** TEXT follows **

Having three businesses, Paolo Bussolari reasons, is like having three children.
“It’s impossible to say that one is better or more important than the other,” the CEO of Italian multi-business company Cefla tells The CEO Magazine.
Just like any group of siblings, the three business divisions that Bussolari is referring to each have their own identities.
There’s the civil and industrial plant engineering business that was founded in 1932 when a group of nine tinsmiths, plumbers and electricians came together with 100 Italian lira each – just over US$0.05 in today’s value – to establish the Cooperativa Elettricisti, Fontanieri, Lattonieri e Affini (Cooperative of Electricians, Plumbers, Tinsmiths and Related Trades, or Cefla) of Imola, a commune within the Bologna metropolitan area of Italy.
In 1964, the second division, a finishing unit for surface coatings, decorations and digital printing, was founded. The Cefla name has since become the one to trust for turnkey finishing solutions in construction, furniture, packaging, aerospace and automotive industries.
Cefla Medical Equipment, the youngest unit, came into operation in 1998 when a series of acquisitions were made in that decade in the dental and radiology space.
These three very disparate units have each carved out very different markets. “Nearly all of our engineering business comes from the Italian market,” Bussolari explains. “Whereas we are a market leader in finishing and Europe’s leading dental unit manufacturer.”
The trio are set to become a quartet as of next year, when LED manufacturer Cefla Lighting (or C-Led) becomes a standalone division within the corporate structure.
Bussolari, a qualified lawyer, joined Cefla on the medical side of the business in 2001, becoming Director of the division in 2013 on the nomination of President Gianmaria Balducci, who himself started in the business in 1995. The appointment was one of Balducci’s first moves in the role.
“Looking back, it was a great choice,” Balducci reflects. “Ours is a great collaboration. We have a lot of trust in each other.”
The figures also attest to the strength of their partnership. “The results of the past decade show us that anything is possible,” he says. “We passed from a turnover of €300 million [US$320 million] to €600 million [US$640 million] in 2022 and a net profit of €1 million [US$1.06 million] to over €50 million [US$53.4 million].”
The decision to maintain operations during the COVID-19 pandemic played an important role in this success.
“Many of our competitors decided to pursue a stop-and-wait strategy. We kept our factories open and continued to deliver products and a high level of service,” Bussolari explains.
The move has reinforced Cefla’s unique selling proposition across each of the markets it operates in.

** End of TEXT **
** ENTRIES SHOWN follows **

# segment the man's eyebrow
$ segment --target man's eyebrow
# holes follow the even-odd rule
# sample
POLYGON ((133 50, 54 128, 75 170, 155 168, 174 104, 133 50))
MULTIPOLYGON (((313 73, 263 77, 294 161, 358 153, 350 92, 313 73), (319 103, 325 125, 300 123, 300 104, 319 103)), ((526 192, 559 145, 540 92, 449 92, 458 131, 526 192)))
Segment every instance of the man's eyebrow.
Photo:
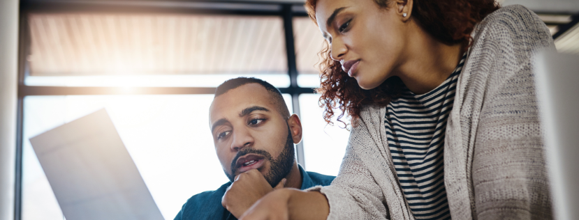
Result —
POLYGON ((339 13, 339 12, 342 11, 343 10, 346 9, 348 7, 342 7, 339 8, 336 8, 334 10, 334 13, 332 13, 332 15, 330 15, 330 17, 328 18, 328 20, 325 22, 325 25, 330 26, 332 25, 332 22, 334 22, 334 19, 336 18, 336 15, 339 13))
POLYGON ((219 125, 223 125, 223 124, 226 124, 226 123, 229 123, 229 121, 227 120, 227 119, 225 119, 225 118, 221 118, 221 119, 217 120, 217 121, 216 121, 214 123, 213 123, 213 125, 211 125, 211 133, 213 134, 213 131, 215 130, 215 127, 217 127, 219 125))
POLYGON ((255 111, 270 111, 270 109, 265 109, 265 108, 262 107, 258 107, 258 106, 251 107, 249 107, 249 108, 246 108, 245 109, 243 109, 240 113, 240 117, 244 117, 245 116, 247 116, 249 113, 251 113, 251 112, 254 112, 255 111))

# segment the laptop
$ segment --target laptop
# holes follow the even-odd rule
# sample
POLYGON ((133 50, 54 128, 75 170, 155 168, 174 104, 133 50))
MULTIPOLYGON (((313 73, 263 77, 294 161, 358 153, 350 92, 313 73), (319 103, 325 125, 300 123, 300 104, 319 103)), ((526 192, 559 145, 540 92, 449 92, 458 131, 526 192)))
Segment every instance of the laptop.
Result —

** End of ENTRIES SHOWN **

THE PROBLEM: Carry on the profile of Cefla's CEO and its business divisions from its last sentence.

RESULT BELOW:
“We keep to our promises and we’re recognized for that,” Bussolari says. “If Cefla promises a delivery, it’s fulfilled. If we promise payment, it’s made. We’re very solid.”
As they look toward an uncertain future with the energy crisis and a recession on the horizon, Balducci takes a lot of confidence from what the pair have already achieved.
“We have the right mix of experience, unstoppable energy, curiosity and commitment,” he says.
Bussolari adds that looking forward, they have sketched out a variety of potential scenarios in a flexible business plan. However, no matter how the next 12–18 months play out, the drivers remain the same.
“We will continue to improve the customer-oriented value proposition through products and process innovation, and new market and segment development to broaden the product and service range,” he reveals.
“We will also improve team organization and efficiency by investing in people and developing new efficiency tools, and partnering and networking to strengthen know-how and skills both internally and through external channels.”
On the last point in particular, Bussolari underlines the importance of involving Cefla’s supply chain in product development.
“We frequently consult with suppliers to find the best solutions and identify the best technology so as to obtain optimal performance and a balance between quality and cost,” he points out.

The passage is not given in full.